### Task objective
Your output should be the lines of the entries below, exactly, from the first one through the line that holds "negative clicks: (96, 154)".

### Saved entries
===

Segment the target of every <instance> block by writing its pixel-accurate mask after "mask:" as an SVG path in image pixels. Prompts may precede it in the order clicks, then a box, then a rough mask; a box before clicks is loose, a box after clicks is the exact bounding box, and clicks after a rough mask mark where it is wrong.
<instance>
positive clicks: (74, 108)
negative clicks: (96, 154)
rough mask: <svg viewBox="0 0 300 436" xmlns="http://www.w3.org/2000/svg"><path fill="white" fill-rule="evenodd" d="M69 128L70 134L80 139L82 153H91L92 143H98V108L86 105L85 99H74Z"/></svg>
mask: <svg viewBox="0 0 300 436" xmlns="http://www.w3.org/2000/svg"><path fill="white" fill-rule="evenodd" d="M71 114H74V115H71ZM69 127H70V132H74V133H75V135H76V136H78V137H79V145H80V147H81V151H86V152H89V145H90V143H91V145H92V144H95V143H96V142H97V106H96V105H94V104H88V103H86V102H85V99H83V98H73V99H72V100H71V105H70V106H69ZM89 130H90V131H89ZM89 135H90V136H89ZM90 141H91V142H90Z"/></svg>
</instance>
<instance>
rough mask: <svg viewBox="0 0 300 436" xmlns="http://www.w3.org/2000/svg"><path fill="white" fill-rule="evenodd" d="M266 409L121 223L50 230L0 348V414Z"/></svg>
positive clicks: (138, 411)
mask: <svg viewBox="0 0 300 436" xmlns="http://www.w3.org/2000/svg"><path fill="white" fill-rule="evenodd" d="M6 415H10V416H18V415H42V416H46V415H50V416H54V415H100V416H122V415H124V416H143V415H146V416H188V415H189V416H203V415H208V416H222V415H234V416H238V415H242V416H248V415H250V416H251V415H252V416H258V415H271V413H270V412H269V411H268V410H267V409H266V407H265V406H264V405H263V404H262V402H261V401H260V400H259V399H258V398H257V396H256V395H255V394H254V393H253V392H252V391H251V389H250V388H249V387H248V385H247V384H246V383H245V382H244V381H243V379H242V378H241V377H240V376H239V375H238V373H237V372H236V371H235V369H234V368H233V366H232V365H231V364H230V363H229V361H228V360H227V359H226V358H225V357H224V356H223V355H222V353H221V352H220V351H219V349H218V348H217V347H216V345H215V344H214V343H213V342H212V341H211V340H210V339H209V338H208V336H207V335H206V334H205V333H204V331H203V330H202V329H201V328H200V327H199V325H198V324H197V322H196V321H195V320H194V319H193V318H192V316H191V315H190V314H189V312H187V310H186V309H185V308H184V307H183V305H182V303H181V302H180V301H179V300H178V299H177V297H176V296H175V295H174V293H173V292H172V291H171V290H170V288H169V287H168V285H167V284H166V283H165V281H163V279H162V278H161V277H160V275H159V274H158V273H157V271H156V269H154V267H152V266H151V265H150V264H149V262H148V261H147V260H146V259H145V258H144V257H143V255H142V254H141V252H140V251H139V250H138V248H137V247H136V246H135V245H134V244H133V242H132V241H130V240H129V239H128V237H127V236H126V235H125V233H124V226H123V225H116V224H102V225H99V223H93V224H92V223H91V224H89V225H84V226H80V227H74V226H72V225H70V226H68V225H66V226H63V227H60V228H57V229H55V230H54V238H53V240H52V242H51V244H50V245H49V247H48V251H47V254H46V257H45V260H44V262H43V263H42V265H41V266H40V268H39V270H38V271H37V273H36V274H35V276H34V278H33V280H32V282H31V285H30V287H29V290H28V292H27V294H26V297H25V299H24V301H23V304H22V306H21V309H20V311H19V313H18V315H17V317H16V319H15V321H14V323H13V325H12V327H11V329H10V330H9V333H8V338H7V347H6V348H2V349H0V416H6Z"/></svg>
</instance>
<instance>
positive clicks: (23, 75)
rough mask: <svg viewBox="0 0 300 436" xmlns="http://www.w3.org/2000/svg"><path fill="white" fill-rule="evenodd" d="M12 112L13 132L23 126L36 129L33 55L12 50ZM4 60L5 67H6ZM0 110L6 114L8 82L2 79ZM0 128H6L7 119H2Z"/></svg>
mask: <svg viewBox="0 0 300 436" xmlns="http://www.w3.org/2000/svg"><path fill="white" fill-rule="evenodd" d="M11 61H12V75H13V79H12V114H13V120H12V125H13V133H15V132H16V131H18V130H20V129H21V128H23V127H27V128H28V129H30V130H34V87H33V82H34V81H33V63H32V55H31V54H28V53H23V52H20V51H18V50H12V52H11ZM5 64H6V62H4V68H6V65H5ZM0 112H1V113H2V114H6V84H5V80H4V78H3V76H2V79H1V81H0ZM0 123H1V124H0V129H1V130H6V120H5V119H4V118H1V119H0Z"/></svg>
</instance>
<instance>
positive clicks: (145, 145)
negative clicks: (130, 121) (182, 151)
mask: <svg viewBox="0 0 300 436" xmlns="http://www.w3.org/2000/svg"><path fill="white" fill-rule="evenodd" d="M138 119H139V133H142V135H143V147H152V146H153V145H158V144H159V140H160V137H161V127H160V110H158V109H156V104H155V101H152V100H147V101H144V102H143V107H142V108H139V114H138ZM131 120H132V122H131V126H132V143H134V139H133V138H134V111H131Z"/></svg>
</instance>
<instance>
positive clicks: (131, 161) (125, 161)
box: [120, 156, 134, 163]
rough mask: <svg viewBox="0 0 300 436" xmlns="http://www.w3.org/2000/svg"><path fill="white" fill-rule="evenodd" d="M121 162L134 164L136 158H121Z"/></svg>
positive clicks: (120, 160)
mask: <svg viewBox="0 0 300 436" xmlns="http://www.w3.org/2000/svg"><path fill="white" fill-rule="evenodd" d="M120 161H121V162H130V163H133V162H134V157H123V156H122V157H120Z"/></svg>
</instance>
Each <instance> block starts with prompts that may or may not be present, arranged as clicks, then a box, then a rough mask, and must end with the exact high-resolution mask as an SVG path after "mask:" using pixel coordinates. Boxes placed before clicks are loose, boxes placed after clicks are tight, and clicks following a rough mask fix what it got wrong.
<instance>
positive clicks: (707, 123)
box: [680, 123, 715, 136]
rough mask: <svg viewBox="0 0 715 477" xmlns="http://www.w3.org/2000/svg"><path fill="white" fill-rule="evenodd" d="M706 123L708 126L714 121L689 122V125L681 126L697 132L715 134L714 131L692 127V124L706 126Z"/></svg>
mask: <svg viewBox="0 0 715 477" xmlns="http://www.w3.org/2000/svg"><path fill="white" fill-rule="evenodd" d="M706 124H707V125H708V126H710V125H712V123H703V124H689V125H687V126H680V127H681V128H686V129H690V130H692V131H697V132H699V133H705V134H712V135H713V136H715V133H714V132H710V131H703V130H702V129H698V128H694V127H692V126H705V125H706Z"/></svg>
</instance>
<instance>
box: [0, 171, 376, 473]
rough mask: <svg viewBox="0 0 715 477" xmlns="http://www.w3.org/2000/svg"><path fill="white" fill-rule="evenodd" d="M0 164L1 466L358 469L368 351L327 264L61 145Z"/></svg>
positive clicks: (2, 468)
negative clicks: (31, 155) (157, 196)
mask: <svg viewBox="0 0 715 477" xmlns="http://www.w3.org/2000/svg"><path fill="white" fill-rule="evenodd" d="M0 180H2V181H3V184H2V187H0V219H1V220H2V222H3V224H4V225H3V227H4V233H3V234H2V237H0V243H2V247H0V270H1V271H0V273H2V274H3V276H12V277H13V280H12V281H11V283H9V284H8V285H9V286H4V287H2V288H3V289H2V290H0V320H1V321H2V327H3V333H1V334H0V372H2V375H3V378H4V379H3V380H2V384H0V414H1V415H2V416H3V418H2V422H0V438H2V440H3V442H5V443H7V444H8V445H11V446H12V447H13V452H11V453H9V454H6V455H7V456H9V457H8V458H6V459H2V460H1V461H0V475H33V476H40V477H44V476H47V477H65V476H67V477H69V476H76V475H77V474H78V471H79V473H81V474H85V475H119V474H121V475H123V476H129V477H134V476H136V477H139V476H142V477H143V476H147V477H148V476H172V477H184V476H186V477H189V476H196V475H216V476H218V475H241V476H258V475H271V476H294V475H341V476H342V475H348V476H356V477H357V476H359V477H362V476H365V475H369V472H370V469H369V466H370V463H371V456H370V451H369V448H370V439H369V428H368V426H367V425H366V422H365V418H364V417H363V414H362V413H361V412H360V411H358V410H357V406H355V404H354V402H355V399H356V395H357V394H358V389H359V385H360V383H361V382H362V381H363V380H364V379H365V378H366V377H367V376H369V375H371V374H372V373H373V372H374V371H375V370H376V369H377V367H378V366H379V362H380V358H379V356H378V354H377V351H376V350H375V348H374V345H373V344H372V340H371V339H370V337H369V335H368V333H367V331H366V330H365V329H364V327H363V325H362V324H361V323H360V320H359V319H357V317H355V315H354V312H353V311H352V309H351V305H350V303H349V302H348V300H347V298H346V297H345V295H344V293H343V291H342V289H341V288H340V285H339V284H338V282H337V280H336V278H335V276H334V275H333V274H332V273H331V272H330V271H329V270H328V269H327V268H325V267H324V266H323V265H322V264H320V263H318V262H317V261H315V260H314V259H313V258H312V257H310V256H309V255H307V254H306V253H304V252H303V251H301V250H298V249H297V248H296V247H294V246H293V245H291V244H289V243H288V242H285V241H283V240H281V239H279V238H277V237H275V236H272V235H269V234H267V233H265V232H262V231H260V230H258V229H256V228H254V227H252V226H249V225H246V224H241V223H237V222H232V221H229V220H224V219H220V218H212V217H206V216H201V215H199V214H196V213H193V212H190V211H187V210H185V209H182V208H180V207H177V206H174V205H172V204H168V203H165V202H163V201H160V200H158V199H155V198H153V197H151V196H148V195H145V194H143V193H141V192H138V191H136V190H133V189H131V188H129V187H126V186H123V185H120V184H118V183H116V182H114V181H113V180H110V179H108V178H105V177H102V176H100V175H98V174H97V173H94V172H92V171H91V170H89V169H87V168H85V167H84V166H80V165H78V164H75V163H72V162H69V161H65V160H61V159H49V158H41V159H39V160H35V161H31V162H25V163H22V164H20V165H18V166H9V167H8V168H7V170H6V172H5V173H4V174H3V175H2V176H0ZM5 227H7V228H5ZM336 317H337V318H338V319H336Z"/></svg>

===

### Response area
Segment the target of every <instance> block by writing its pixel-accurate mask after "mask:" as an SVG path in image pixels. Prompts may precede it in the order clicks, then a box, then a rough mask; a box before clicks is loose, a box after clicks is the exact bounding box, and clicks after a rough mask mark where it is wrong.
<instance>
positive clicks: (74, 108)
negative clicks: (96, 154)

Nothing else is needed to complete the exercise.